Object position labeling entries:
——————
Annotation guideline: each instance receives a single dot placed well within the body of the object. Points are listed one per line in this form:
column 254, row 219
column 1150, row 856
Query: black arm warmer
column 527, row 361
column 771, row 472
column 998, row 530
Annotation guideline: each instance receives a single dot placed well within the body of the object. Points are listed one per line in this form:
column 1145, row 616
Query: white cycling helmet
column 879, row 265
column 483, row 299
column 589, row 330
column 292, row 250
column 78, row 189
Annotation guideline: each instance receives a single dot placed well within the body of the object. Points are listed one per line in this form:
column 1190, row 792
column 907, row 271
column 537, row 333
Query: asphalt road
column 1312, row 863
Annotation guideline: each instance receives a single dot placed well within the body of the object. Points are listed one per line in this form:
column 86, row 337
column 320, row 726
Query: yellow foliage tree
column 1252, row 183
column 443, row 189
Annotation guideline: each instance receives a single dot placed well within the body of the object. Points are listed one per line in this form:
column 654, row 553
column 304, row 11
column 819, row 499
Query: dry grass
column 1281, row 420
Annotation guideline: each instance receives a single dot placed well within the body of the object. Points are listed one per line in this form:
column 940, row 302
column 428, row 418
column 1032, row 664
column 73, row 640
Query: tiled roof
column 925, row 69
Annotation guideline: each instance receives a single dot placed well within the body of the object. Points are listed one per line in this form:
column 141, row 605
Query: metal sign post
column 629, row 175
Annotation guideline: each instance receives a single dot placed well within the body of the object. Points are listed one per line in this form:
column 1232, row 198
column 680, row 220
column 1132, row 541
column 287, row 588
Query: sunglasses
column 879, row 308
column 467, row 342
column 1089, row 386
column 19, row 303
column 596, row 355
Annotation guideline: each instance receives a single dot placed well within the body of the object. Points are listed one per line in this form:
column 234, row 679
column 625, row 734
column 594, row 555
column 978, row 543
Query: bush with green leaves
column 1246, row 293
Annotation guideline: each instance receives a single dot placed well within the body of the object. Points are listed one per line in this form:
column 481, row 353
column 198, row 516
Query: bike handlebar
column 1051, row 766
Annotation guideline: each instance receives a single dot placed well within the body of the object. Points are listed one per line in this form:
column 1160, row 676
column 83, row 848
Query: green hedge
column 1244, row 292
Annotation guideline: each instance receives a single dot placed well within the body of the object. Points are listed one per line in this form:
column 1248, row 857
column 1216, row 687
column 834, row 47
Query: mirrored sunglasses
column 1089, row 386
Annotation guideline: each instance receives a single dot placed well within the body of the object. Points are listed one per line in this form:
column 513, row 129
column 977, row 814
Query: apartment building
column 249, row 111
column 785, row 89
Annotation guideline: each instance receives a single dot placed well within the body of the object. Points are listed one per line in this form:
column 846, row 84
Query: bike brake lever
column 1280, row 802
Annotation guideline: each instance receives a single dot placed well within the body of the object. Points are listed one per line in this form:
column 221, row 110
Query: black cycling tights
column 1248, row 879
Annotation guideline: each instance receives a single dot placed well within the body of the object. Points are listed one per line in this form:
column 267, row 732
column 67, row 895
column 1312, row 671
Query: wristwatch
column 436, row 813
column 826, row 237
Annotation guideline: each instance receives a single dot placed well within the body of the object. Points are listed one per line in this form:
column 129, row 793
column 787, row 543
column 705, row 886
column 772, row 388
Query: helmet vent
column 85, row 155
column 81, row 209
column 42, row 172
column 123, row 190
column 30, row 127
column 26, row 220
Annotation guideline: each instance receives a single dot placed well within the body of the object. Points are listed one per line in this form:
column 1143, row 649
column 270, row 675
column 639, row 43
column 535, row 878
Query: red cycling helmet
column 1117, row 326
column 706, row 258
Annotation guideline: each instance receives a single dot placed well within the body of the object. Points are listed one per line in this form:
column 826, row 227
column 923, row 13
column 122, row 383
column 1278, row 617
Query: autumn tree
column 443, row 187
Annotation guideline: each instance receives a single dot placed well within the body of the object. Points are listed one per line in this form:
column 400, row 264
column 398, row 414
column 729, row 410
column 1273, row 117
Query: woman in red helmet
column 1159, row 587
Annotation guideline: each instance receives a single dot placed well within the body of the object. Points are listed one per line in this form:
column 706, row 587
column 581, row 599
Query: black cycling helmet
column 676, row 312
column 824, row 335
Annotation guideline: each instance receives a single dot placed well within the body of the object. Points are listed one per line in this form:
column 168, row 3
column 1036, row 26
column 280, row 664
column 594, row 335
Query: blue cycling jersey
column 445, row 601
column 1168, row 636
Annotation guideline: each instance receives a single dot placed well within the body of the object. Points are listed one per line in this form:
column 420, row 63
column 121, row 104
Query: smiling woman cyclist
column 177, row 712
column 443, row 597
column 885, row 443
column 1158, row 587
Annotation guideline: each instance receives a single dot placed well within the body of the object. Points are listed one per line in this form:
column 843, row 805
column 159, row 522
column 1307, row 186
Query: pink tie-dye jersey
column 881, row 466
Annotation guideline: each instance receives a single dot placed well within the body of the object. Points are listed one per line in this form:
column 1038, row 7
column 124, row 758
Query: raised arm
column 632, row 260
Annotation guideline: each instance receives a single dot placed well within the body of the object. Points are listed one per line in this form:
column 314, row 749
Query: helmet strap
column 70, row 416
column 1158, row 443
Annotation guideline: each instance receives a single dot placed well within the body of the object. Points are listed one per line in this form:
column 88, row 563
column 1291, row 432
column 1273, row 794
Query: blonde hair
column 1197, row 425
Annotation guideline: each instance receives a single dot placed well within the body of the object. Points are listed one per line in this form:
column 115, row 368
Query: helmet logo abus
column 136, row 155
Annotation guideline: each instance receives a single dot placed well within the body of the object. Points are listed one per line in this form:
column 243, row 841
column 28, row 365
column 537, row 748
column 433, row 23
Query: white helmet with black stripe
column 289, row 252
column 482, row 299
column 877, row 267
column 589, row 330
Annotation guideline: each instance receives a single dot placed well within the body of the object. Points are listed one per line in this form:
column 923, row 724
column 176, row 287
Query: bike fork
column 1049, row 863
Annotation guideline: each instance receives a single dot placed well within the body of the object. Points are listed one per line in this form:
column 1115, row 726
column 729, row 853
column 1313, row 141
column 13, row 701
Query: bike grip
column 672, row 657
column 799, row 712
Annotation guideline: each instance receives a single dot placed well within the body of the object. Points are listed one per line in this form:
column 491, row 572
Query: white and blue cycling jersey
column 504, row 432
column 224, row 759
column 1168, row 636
——————
WORK TO BE COMPLETED: Every line of the data above should be reproduced word for word.

EXERCISE ANSWER:
Annotation guideline: each instance receives a single dot placed well within the body of the object. Points are listed one per line in this form:
column 254, row 219
column 1150, row 856
Query: black arm warmer
column 527, row 361
column 771, row 472
column 998, row 530
Annotation guideline: each instance receives a single dot placed well within the body of the object. Points are listed one per line in this form:
column 1145, row 616
Query: white cycling helmet
column 879, row 265
column 483, row 299
column 589, row 330
column 292, row 250
column 78, row 189
Annotation guideline: each instance receives a single dot placed well within the body of the object. Points are listed one per line in this form:
column 1190, row 792
column 907, row 271
column 537, row 333
Query: asphalt road
column 1312, row 863
Annotation guideline: each instance receives a single dot placed well within the body of the object. Points are listed one per line in this form:
column 86, row 337
column 320, row 726
Query: yellow foliage tree
column 1252, row 183
column 443, row 189
Annotation guideline: each instance receives a single dot placed well within the body of the object. Points are listed one per line in this form:
column 654, row 553
column 304, row 11
column 819, row 499
Query: dry grass
column 1281, row 420
Annotation guideline: each instance receives a single dot placed well within the body of the object. Points are listed one per line in this form:
column 940, row 302
column 428, row 418
column 1032, row 664
column 73, row 640
Query: tiled roof
column 925, row 69
Annotation guideline: each instance receives a single dot placed well within the body of the object. Points are listed one per line in this form:
column 141, row 605
Query: metal sign post
column 629, row 175
Annotation guideline: each instance receives a single dot placed well within the body of the object. Points are listed one per line in this form:
column 1232, row 198
column 680, row 220
column 1132, row 541
column 287, row 588
Query: sunglasses
column 879, row 308
column 467, row 342
column 1089, row 386
column 19, row 303
column 596, row 355
Annotation guideline: each instance receives a single dot placed well within the body of the object. Points are listed one per line in this form:
column 234, row 679
column 625, row 734
column 594, row 555
column 978, row 543
Query: bush with green leaves
column 1246, row 293
Annotation guideline: each instance receives a single dot placed well within the body of the object. Points are listed one per line in this form:
column 481, row 353
column 198, row 516
Query: bike handlebar
column 1051, row 766
Annotation guideline: each instance receives a single dot placed well within the body of the object. Points are listed one per line in this form:
column 1160, row 676
column 83, row 848
Query: green hedge
column 1244, row 292
Annotation guideline: each instance receives a single dot placed well within the body of the object. Points are listed one per line in this form:
column 1248, row 857
column 1216, row 687
column 834, row 47
Query: mirrored sunglasses
column 1089, row 386
Annotation guideline: each instance receives a single dot placed well within the body of the object. Points are listed one per line in this form:
column 513, row 129
column 977, row 814
Query: apartment building
column 249, row 111
column 785, row 89
Annotation guideline: each instance receives a single dot placed well within the body of the object. Points are listed one per line in this form:
column 846, row 84
Query: bike brake lever
column 1280, row 802
Annotation guideline: each instance receives a single dot placed well within the body of the object. Points are listed one per line in this form:
column 221, row 110
Query: black cycling tights
column 1248, row 879
Annotation guideline: each instance receives a single dot placed well within the body of the object. Points are listed one per line in this form:
column 267, row 732
column 67, row 895
column 1312, row 671
Query: wristwatch
column 436, row 813
column 826, row 237
Annotation guideline: each instance receives a single dot placed well within the body of the object. Points are listed one per line in this form:
column 129, row 793
column 787, row 543
column 705, row 886
column 772, row 388
Query: helmet vent
column 85, row 155
column 81, row 209
column 42, row 172
column 123, row 190
column 30, row 127
column 26, row 220
Annotation guideline: each instance receives a single dot placed well within the body of the object. Points are listed one per line in this form:
column 1143, row 649
column 270, row 675
column 639, row 43
column 535, row 878
Query: red cycling helmet
column 1117, row 326
column 706, row 258
Annotation guideline: each instance receives a single dot placed well within the body of the object. Points are listed one per line in this form:
column 826, row 227
column 923, row 13
column 122, row 383
column 1278, row 617
Query: autumn tree
column 443, row 187
Annotation guideline: each instance receives a single dot placed well within the body of the object. Points are listed one per line in this form:
column 400, row 264
column 398, row 414
column 729, row 410
column 1273, row 117
Query: woman in red helmet
column 1159, row 587
Annotation guideline: each instance receives a single dot placed well within the body of the object. Points are listed one per line in this form:
column 706, row 587
column 581, row 599
Query: black cycling helmet
column 676, row 312
column 824, row 335
Annotation guideline: each instance receives a single dot placed well within the body of the object. Points are listed one per line in this form:
column 168, row 3
column 1036, row 26
column 280, row 664
column 594, row 335
Query: blue cycling jersey
column 445, row 601
column 1168, row 636
Annotation guideline: each instance receives a single dot placed well within the body of the object. Points are listed one per line in this form:
column 420, row 63
column 121, row 104
Query: smiling woman cyclist
column 177, row 712
column 443, row 597
column 885, row 443
column 1158, row 587
Annotation guideline: each instance receives a single dot placed well within the body of the object. Points are listed one per line in this form:
column 843, row 805
column 159, row 522
column 1307, row 186
Query: pink tie-dye jersey
column 881, row 466
Annotation guideline: each instance receives a single dot placed well within the body of the object. Points are listed one per line in this form:
column 1038, row 7
column 124, row 758
Query: raised arm
column 632, row 260
Annotation guideline: each instance receives a single dot placed well within the body of the object. Points are listed one per line in this form:
column 314, row 749
Query: helmet strap
column 70, row 416
column 1158, row 443
Annotation guideline: each instance receives a single dot placed well within the body of the object. Points are listed one per line in this form:
column 88, row 563
column 1291, row 432
column 1273, row 794
Query: blonde hair
column 1197, row 425
Annotation guideline: each instance receives a single dot placed well within the body of the object. Points are listed one per line in this form:
column 115, row 368
Query: helmet logo abus
column 136, row 155
Annotation guideline: each instance receives a single dot placed well within the body of the object. Points are listed one per line in this form:
column 243, row 841
column 28, row 365
column 537, row 748
column 433, row 23
Query: white helmet with black stripe
column 289, row 252
column 482, row 299
column 877, row 267
column 589, row 330
Annotation guideline: each instance receives a single dot placed well within the body of the object. Points are listed one per line in this form:
column 923, row 724
column 176, row 287
Query: bike fork
column 1049, row 863
Annotation guideline: each instance receives a single dot placed well within the body of the object. Points are listed one per line in this form:
column 1115, row 726
column 729, row 853
column 1313, row 141
column 13, row 701
Query: bike grip
column 672, row 657
column 799, row 712
Annotation guideline: each instance receives a single dot placed well within the body of the object. Points are listed one per line in this form:
column 491, row 572
Query: white and blue cycling jersey
column 504, row 432
column 224, row 759
column 1168, row 636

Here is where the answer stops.